• Document
Academic integrity is ultimately about making sure you are conducting yourself honestly in every assessment you compete at university. Its about showing accuracy, honestly and acknowledging the work of others presented within your own assessment.

The European Network for Academic Integrity define academic integrity as “the compliance with ethical and professional principles, standards, practices and consistency system of values, that services as guidance for making decisions and taking actions in education, research and scholarship”.

You can demonstrate academic integrity through the creation of your own original work that illustrates your own critical thinking alongside making sure you reference any ideas which aren’t new that you include in your assessment. Academic integrity also includes not doing anything dishonest in exams or non-written assessments.

Demonstrating academic integrity ensures that you are being recognised and awarded the grades and ultimately the degree that reflects your own knowledge and understanding, maintaining the academic standards of the University. All students at Coventry University Group are expected to maintain high levels of academic integrity throughout their course and a big part of this is the avoidance of academic misconduct.

Academic Misconduct

A breach of academic integrity is described as academic misconduct which essentially means a student trying to gain an unfair advantage in an assessment (coursework or exam – including online exams) through dishonest means that go against the principles of academic integrity.

Breaches of academic integrity can include actions such as: 

  • Copying from other candidates 
  • Collusion (working together to complete an assignment when it should be done individually)  
  • Impersonation (where someone pretends to be a student to take an examination) 
  • Plagiarism (presenting the work of other people as if it was your original work) 
  • Falsification of data in projects or research for assessed work 
  • Self-plagiarism (where you use your own previously submitted work for a different assignment submission) 
  • Contract Cheating (this is where a student pays for someone to complete their assignment, often using companies known as essay mills to do so) 

The consequences of academic misconduct

 To commit academic misconduct means you are not demonstrating academic integrity within your work and without checks in place could mean students are awarded a degree they haven’t earnt fairly. This threatens the reputation of the UK education system and lowers the value of all qualifications. It can mean that graduates start work without the expected skills, with potential risks to the public and the graduate.  

Whilst it’s easy to assume that the main consequences of academic misconduct can relate to your grades and overall degree, there can be more consequences that impact your life outside of university.

Academic consequences can include:

  • Having to resit an assessment or exam
  • Marks being capped at 40% affecting your overall degree classification
  • Whole modules being given a mark of zero
  • Temporary withdrawal from the university
  • Permanent exclusion from the university

Other consequences can include:

  • Blackmail from essay writing services (essay mills) threatening to reveal that you used their service to the university if you don’t pay them large sums of money – this has happened to students at Coventry University
  • Essay writing services/companies may also sell your data
  • Not getting a reference from your academic team

Essay writing companies and services are known to target students and to try and pressurise them into using the service. If you are contacted by a service, company or person offering to complete your assessments for you, avoid engaging in conversation and report the contact (with screenshots of any messages) to

Support for Academic Writing

The best way to maintain academic integrity and to avoid allegations and instances of academic misconduct, is to develop good academic practice which is expected of all students at Coventry University Group. The University offer lots of support to help students develop their own academic writing skills so you feel confident enough to complete your academic work in line with the principles of academic integrity.

• Set of tasks
(A) From the academic integrity page, quote the passage that starts at the words "A breach of" and ends after the words "be done individually)".
(B) On the academic integrity page, what cap on marks is listed as one academic consequence of misconduct?
(C) Render this sentence from the academic integrity page in Spanish: "Academic integrity also includes not doing anything dishonest in exams or non-written assessments."
The academic integrity page has no connection to the listing that comes after it.

• Extracted entries

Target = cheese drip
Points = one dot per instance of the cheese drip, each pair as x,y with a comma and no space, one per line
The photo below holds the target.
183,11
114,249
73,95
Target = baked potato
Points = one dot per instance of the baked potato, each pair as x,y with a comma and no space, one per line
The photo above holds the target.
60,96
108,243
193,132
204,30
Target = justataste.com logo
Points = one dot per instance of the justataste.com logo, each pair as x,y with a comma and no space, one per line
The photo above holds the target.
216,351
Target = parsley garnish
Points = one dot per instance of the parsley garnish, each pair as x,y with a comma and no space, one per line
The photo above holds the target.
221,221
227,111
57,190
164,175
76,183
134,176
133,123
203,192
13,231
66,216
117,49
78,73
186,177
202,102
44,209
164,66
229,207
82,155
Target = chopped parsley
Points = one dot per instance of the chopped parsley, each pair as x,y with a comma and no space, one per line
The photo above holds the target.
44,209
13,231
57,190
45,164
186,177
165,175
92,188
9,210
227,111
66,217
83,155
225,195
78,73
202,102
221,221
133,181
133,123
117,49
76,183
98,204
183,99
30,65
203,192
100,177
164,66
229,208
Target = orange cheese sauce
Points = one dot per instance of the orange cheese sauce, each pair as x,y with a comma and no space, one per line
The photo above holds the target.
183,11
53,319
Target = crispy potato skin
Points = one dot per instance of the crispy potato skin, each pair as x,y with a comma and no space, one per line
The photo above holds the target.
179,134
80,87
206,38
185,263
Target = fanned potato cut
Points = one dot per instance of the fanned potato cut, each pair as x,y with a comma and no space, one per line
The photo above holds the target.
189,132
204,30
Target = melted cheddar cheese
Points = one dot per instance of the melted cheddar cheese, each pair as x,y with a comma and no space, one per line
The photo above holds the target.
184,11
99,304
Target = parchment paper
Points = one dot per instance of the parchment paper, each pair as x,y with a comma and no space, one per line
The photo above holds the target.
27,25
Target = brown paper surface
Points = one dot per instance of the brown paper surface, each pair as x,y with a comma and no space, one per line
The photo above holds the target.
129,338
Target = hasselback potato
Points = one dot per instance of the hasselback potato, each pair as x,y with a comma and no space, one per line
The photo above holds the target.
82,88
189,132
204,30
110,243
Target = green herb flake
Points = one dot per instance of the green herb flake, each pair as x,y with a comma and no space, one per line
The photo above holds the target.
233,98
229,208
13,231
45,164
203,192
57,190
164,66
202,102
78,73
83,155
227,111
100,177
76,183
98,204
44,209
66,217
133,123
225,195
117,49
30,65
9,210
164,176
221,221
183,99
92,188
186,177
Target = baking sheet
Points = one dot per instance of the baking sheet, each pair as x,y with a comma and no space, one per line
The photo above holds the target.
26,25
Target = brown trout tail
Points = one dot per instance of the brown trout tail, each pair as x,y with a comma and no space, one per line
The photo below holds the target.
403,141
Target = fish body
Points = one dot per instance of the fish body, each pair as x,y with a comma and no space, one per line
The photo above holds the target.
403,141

• Responses to the tasks
(A)
A breach of academic integrity is described as academic misconduct which essentially means a student trying to gain an unfair advantage in an assessment (coursework or exam – including online exams) through dishonest means that go against the principles of academic integrity.

Breaches of academic integrity can include actions such as: 

  • Copying from other candidates 
  • Collusion (working together to complete an assignment when it should be done individually)

(B) Marks can be capped at 40%, which affects the overall degree classification.

(C) La integridad académica también incluye no hacer nada deshonesto en los exámenes ni en las evaluaciones no escritas.